■ **Text shown**:
Doing it this way keeps you from falling into pitfalls, too.

Don’t Do Anything Just for Money

I want to be rich. I’m open about that. I’m a capitalist through and through. But I won’t do anything I hate for money.

I’m smart enough to become a lawyer, but I don’t loathe myself, so no amount of money is worth that profession.

It’s not how much money you make, but how you go about making it.

Successful entrepreneurs usually get started in one of two ways, either they build a business around something they enjoy, or they find an interesting problem to solve.

Are there successful entrepreneurs who are cold and calculated about getting into business strictly for money? Sure, but painting a caricature of the wall street sociopath doesn’t automatically mean money = bad.

Money can be good.

Often, money likes people who like what they do.

Also, look at who money often runs away from — people who are scrambling, clawing, and itching to get money in the rat race never seem to have enough of it, do they?

Patiently work on a profitable passion and wait for the money to come.

Add Value

“Try not to become a man of success. Rather become a man of value.” — Albert Einstein

It’s ironic. The more you focus on what you want, the less likely you are to get it. Unless you add value to other people, you won’t be successful.

On your pursuit of what you love, add value to other people and it will come back your way. All of this is that sort of half-truth paradoxical thinking at play.

You want admiration, respect, an audience, customers. There’s nothing wrong with wanting those things. But you make the process easier when you serve without expectation. You want people to be receptive to you, but you don’t need them to. You want good outcomes, but you don’t need them to happen at a specific time.

Add value long enough, the outcomes occur.

Don’t focus on how many new clients you can get for your agency. Focus on how you can be the most valuable provider in the industry.

Don’t focus on how many people will read your writing. Become a better writer.

When it comes to winning audience members, getting customers, or influencing people, they can tell when you’re just trying to extract something from them instead of making it a mutual exchange between value and money/attention.

You can weasel your way to the top with charisma and charm, but you can cement yourself in an industry or niche if your work becomes so indispensable people can’t do without it.

Work for the Sake of Work

It’s tough to strike a balance.

You can rid yourself of wanting outcomes, but it’s always important to not only get into a path you’d enjoy pursuing but also remember why you started in the first place.

In my case, I started writing just because I liked it.

Now, there’s so much attached to it. I do it for a living. My livelihood depends on producing more writing.

I get caught in the trap of thinking I have to write the perfect blog post, hit the perfect revenue amount for the month, and build this big legacy and catalog.

But then I remind myself…writing is fun. I do my best to be satisfied with the privilege of writing for a living, period.

Whatever you’re into or find yourself into in the future, understand that, while I fully advocating going for it, material success means absolutely nothing. Paradox.

You could be happy, right now. You can do the things you love, right now.

Why not start?

Stop Trying to Be Successful

Remember when we talked about the idea of chasing success? When put into the context I put it in, it sounds odd.

Now, let’s think about hacking.

Maybe you shouldn’t try to hack your life. You hack into servers when you’re trying to steal information.

Maybe, just maybe, you should try to live your life.

I’ve had times where I’ve ignored my daughter smiling at me because my eyes were fixed on my computer. I passed up the opportunity to feel the warmth of my child, to be successful.

This is just one of many instances where I’ve taken my eye off what’s really important in life to chase some vague notion of success.

There’s a balance involved in being productive and living well.

Work, but don’t overwork.

Plan, but don’t obsess.

Pursue, but pursue the journey of getting better inside, not outside.

Take your eyes off the prize, become the best you can be, live a little, and success will show up when you least expect it.

■ **Brief**:
Reproduce the passage of the piece on money and success starting at "Don’t focus on how many new" and ending at "strike a balance.", switching "agency" to "firm".

■ **Recorded data**:
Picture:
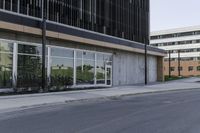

■ **Answer box**:
Don’t focus on how many new clients you can get for your firm. Focus on how you can be the most valuable provider in the industry.

Don’t focus on how many people will read your writing. Become a better writer.

When it comes to winning audience members, getting customers, or influencing people, they can tell when you’re just trying to extract something from them instead of making it a mutual exchange between value and money/attention.

You can weasel your way to the top with charisma and charm, but you can cement yourself in an industry or niche if your work becomes so indispensable people can’t do without it.

Work for the Sake of Work

It’s tough to strike a balance.